Material for the task |
------------------------------------------------------------------------

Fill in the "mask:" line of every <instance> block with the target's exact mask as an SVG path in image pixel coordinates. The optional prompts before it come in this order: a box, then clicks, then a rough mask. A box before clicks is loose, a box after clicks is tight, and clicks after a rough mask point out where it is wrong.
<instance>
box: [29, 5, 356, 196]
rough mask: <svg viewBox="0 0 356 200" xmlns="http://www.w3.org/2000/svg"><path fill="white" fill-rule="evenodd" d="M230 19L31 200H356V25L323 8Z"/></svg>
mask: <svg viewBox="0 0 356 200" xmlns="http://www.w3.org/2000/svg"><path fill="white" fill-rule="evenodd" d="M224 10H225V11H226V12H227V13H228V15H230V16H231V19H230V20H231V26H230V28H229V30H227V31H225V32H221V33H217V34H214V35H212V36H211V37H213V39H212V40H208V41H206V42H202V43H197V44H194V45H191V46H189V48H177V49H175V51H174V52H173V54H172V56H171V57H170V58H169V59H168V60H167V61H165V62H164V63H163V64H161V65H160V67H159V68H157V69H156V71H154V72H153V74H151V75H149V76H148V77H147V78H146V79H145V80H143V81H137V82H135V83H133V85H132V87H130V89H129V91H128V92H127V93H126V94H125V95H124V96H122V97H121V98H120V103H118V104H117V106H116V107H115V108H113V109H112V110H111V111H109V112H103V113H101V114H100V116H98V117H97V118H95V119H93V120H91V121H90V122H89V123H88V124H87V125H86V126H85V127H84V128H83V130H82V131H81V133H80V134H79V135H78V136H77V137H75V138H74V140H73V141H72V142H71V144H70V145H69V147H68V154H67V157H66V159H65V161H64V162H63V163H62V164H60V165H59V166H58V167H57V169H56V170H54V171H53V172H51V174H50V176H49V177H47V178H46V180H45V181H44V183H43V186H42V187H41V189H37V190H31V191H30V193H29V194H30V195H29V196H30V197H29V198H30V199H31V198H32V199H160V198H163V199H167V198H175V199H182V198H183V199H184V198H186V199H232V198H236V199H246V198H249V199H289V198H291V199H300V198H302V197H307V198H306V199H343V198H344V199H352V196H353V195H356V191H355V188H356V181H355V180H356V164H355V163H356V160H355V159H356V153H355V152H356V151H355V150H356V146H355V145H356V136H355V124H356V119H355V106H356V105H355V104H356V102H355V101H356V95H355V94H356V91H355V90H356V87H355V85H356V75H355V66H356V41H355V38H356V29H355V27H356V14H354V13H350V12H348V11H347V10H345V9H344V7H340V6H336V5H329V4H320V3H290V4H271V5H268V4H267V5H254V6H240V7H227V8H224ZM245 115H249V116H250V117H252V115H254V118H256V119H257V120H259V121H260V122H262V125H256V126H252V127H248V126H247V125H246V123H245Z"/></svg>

------------------------------------------------------------------------

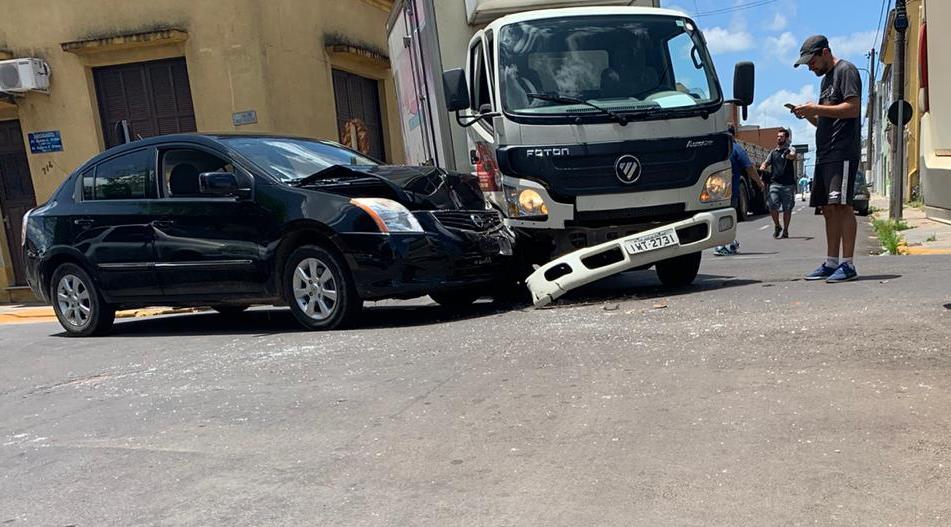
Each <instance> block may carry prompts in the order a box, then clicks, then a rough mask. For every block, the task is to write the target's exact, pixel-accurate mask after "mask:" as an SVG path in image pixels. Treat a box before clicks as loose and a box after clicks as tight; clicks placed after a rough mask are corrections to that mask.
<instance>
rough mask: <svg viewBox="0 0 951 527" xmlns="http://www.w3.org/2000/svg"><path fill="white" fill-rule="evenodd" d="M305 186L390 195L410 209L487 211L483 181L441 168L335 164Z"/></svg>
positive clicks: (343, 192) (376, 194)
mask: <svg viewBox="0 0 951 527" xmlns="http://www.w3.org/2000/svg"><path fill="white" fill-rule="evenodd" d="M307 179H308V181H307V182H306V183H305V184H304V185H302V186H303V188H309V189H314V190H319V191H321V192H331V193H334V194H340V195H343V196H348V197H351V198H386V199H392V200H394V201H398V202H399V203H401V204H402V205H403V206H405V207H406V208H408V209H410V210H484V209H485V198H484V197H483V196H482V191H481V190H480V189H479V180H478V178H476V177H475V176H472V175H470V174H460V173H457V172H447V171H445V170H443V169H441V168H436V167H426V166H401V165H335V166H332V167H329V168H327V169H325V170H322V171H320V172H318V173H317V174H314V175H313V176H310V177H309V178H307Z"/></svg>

------------------------------------------------------------------------

Requirement |
Among the lines above, repeat exactly those from the line with "Each <instance> block" to the line with "186L390 195L410 209L487", counting both ends.

Expected output |
Each <instance> block may carry prompts in the order a box, then clicks, then a rough mask. For every block, the task is to write the target's exact, pixel-accurate mask after "mask:" as an SVG path in image pixels. Treat a box before clicks as loose and a box after clicks as tight; clicks placed after a rough mask are corrections to that mask.
<instance>
rough mask: <svg viewBox="0 0 951 527" xmlns="http://www.w3.org/2000/svg"><path fill="white" fill-rule="evenodd" d="M305 186L390 195L410 209L487 211L483 181L441 168L335 164Z"/></svg>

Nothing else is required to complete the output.